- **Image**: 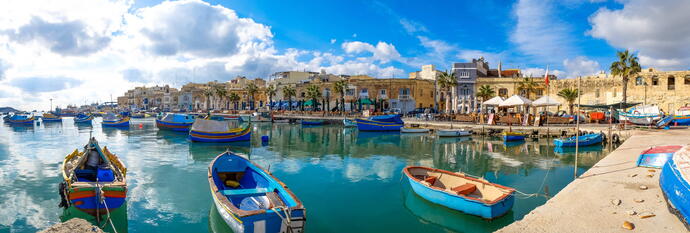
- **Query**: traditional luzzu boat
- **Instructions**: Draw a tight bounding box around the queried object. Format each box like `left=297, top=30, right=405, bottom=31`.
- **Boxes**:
left=189, top=119, right=252, bottom=142
left=618, top=106, right=661, bottom=125
left=343, top=119, right=357, bottom=127
left=7, top=114, right=36, bottom=125
left=208, top=152, right=307, bottom=233
left=355, top=114, right=405, bottom=131
left=400, top=127, right=429, bottom=133
left=300, top=119, right=326, bottom=125
left=101, top=113, right=129, bottom=127
left=671, top=107, right=690, bottom=125
left=59, top=138, right=127, bottom=218
left=403, top=166, right=515, bottom=219
left=436, top=129, right=472, bottom=137
left=637, top=145, right=683, bottom=168
left=659, top=146, right=690, bottom=230
left=41, top=113, right=62, bottom=122
left=553, top=133, right=603, bottom=147
left=501, top=132, right=525, bottom=141
left=156, top=113, right=194, bottom=132
left=74, top=113, right=93, bottom=124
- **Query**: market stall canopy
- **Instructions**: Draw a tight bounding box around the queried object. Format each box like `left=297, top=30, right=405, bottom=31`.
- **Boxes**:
left=482, top=96, right=504, bottom=106
left=532, top=95, right=561, bottom=107
left=575, top=102, right=641, bottom=110
left=498, top=95, right=532, bottom=107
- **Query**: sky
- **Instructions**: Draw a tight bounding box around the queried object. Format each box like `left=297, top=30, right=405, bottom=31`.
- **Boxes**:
left=0, top=0, right=690, bottom=110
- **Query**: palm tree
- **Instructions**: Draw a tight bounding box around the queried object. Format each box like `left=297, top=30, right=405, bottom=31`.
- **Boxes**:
left=307, top=84, right=321, bottom=111
left=518, top=77, right=537, bottom=99
left=283, top=86, right=296, bottom=110
left=244, top=83, right=259, bottom=110
left=438, top=71, right=458, bottom=113
left=213, top=84, right=228, bottom=109
left=203, top=88, right=214, bottom=110
left=477, top=85, right=496, bottom=102
left=333, top=79, right=347, bottom=114
left=610, top=49, right=642, bottom=104
left=266, top=85, right=276, bottom=109
left=228, top=92, right=242, bottom=110
left=558, top=88, right=580, bottom=115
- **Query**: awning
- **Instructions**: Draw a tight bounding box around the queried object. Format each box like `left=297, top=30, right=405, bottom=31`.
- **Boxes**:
left=359, top=98, right=374, bottom=105
left=575, top=102, right=641, bottom=110
left=498, top=95, right=532, bottom=107
left=532, top=95, right=561, bottom=107
left=482, top=96, right=504, bottom=106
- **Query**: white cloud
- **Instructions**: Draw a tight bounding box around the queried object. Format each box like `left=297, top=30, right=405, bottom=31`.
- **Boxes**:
left=588, top=0, right=690, bottom=69
left=510, top=0, right=575, bottom=63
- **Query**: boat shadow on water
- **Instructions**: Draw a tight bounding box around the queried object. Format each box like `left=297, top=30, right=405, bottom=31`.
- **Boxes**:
left=403, top=188, right=514, bottom=232
left=60, top=202, right=129, bottom=233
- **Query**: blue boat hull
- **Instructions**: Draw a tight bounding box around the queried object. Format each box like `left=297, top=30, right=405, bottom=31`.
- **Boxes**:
left=156, top=119, right=194, bottom=132
left=407, top=177, right=515, bottom=219
left=659, top=159, right=690, bottom=230
left=355, top=119, right=403, bottom=131
left=553, top=134, right=603, bottom=147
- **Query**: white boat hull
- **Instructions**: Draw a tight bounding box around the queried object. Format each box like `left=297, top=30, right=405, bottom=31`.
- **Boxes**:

+===+

TO BE DONE: Copy the lines starting with the one that contains "- **Query**: sky" and going on through the one that contains "left=553, top=134, right=603, bottom=147", keeping every line in full. Shift each coordinate in the answers by -6.

RESPONSE TO THIS EXERCISE:
- **Query**: sky
- **Instructions**: Draw a tight bounding box around the queried object. Format each box like `left=297, top=30, right=405, bottom=31`.
- **Boxes**:
left=-6, top=-6, right=684, bottom=104
- **Query**: palm tree
- **Instructions**: Draw a tight bounding box around the queried object. Format each box like `left=297, top=30, right=405, bottom=31`.
- **Boxes**:
left=301, top=78, right=315, bottom=105
left=512, top=71, right=531, bottom=93
left=277, top=80, right=290, bottom=104
left=238, top=77, right=253, bottom=104
left=432, top=65, right=452, bottom=107
left=207, top=78, right=222, bottom=103
left=197, top=82, right=208, bottom=104
left=471, top=79, right=490, bottom=96
left=327, top=73, right=341, bottom=108
left=604, top=43, right=636, bottom=98
left=260, top=79, right=270, bottom=103
left=222, top=86, right=236, bottom=104
left=552, top=82, right=574, bottom=109
- **Query**: awning
- **Instructions**: Draw a tight bounding box around the queried object. Format each box like `left=297, top=30, right=405, bottom=31`.
- **Boxes**:
left=353, top=92, right=368, bottom=99
left=569, top=96, right=635, bottom=104
left=492, top=89, right=526, bottom=101
left=526, top=89, right=555, bottom=101
left=476, top=90, right=498, bottom=100
- **Query**: white cloud
- **Instructions**: Draw a tight bounding box around the queried object. Format each box like `left=297, top=30, right=405, bottom=31`.
- **Boxes**:
left=582, top=-6, right=684, bottom=63
left=504, top=-6, right=569, bottom=57
- **Query**: boat shadow on water
- **Instructions**: Draw a tight bounding box around the queried object. Format each box like `left=297, top=30, right=405, bottom=31`.
- **Boxes**:
left=397, top=182, right=508, bottom=226
left=54, top=196, right=123, bottom=227
- **Query**: blue boat hull
- **Instructions**: Draw a tight bounding box around the queried object. Format each box like `left=297, top=30, right=405, bottom=31`.
- **Boxes**:
left=150, top=113, right=188, bottom=126
left=401, top=171, right=509, bottom=213
left=653, top=153, right=684, bottom=224
left=349, top=113, right=397, bottom=125
left=547, top=128, right=597, bottom=141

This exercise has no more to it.